··· STORED RECORDS
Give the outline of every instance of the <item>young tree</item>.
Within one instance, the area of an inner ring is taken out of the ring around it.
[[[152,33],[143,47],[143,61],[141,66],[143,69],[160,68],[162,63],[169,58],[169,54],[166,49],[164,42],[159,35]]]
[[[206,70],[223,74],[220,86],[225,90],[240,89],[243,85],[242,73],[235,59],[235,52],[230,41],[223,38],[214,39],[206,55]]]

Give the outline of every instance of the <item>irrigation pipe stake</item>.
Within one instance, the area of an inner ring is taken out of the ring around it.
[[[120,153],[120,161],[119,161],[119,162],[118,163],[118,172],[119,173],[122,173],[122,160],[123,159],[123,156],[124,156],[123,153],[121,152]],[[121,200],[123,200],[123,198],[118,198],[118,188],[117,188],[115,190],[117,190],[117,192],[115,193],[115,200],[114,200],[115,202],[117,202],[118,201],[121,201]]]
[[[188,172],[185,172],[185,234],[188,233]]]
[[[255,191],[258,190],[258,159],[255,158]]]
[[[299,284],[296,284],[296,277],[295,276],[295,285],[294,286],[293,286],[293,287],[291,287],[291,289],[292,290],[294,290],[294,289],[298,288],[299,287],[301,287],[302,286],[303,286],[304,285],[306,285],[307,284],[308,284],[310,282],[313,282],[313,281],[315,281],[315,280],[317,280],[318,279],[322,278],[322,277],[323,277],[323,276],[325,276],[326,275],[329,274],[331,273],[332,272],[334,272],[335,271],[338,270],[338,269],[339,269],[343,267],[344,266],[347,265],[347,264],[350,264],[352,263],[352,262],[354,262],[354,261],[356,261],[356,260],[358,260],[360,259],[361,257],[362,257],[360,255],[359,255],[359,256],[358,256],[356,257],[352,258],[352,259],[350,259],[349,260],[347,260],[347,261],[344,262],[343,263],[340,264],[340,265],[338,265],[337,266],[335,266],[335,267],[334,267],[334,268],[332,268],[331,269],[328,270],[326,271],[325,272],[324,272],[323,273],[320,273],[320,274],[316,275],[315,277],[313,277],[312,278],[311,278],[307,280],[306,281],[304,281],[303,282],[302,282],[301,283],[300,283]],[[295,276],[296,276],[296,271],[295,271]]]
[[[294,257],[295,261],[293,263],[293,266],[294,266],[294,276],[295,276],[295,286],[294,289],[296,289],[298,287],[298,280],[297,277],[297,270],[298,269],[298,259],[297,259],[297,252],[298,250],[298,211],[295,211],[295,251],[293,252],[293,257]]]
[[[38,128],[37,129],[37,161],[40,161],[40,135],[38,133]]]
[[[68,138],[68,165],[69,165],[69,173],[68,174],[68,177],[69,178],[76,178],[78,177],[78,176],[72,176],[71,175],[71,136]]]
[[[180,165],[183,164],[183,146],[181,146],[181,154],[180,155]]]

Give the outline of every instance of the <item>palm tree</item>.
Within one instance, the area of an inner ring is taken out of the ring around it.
······
→ **WHAT IS NEEDED**
Put every line of the records above into a numbered list, leaving out the blank lines.

→ **WRITTEN ANSWER**
1. Give the outline of every instance of the <item>young tree</item>.
2. Within one instance, the area of an inner ring is taken out of the ring around it.
3. [[[152,33],[143,47],[143,61],[141,66],[143,69],[160,68],[162,63],[169,58],[169,54],[166,49],[164,42],[159,35]]]
4. [[[206,70],[223,74],[220,86],[225,90],[240,89],[243,85],[242,73],[235,59],[235,52],[230,41],[223,38],[214,39],[206,55]]]
5. Give the outline of every instance of the <item>irrigation pipe stake</item>.
6. Within one instance, the area of an inner ring is taken out of the ring around it.
7. [[[120,153],[120,161],[119,161],[119,162],[118,163],[118,172],[119,173],[122,173],[122,160],[123,159],[123,156],[124,156],[123,153],[121,152]],[[121,200],[123,200],[123,198],[118,198],[118,188],[117,188],[115,190],[117,190],[117,192],[115,193],[115,200],[114,200],[115,202],[117,202],[118,201],[121,201]]]
8. [[[188,172],[185,172],[185,234],[188,233]]]
9. [[[255,191],[258,190],[258,159],[255,158]]]
10. [[[299,284],[296,284],[296,277],[295,276],[295,285],[294,286],[293,286],[293,287],[291,287],[291,289],[292,290],[294,290],[294,289],[298,288],[299,287],[301,287],[302,286],[303,286],[304,285],[306,285],[307,284],[308,284],[310,282],[313,282],[313,281],[315,281],[315,280],[317,280],[318,279],[322,278],[322,277],[323,277],[323,276],[325,276],[326,275],[329,274],[331,273],[332,272],[334,272],[335,271],[338,270],[338,269],[339,269],[343,267],[344,266],[347,265],[347,264],[350,264],[352,263],[352,262],[354,262],[354,261],[356,261],[356,260],[358,260],[360,259],[361,257],[362,257],[360,255],[359,255],[359,256],[358,256],[356,257],[352,258],[352,259],[350,259],[349,260],[347,260],[347,261],[344,262],[343,263],[340,264],[340,265],[338,265],[337,266],[335,266],[335,267],[334,267],[334,268],[332,268],[331,269],[328,270],[326,271],[325,272],[324,272],[323,273],[320,273],[320,274],[316,275],[315,277],[313,277],[312,278],[311,278],[307,280],[306,281],[304,281],[303,282],[302,282],[301,283],[300,283]],[[295,276],[296,276],[296,271],[295,271]]]
11. [[[294,257],[295,261],[293,263],[293,266],[294,266],[294,276],[295,276],[295,286],[294,289],[296,289],[298,287],[298,280],[297,277],[297,270],[298,269],[298,259],[297,259],[297,252],[298,250],[298,211],[295,211],[295,251],[293,252],[293,257]]]
12. [[[38,128],[37,129],[37,161],[40,161],[40,135],[38,133]]]
13. [[[68,138],[68,165],[69,165],[69,173],[68,174],[68,177],[69,178],[76,178],[78,177],[78,176],[72,176],[71,175],[71,136]]]
14. [[[180,165],[183,164],[183,146],[181,146],[181,154],[180,155]]]
15. Give the outline of every instance of the <item>palm tree</item>.
16. Within one instance, the area of an inner ring is taken out of the ring around it.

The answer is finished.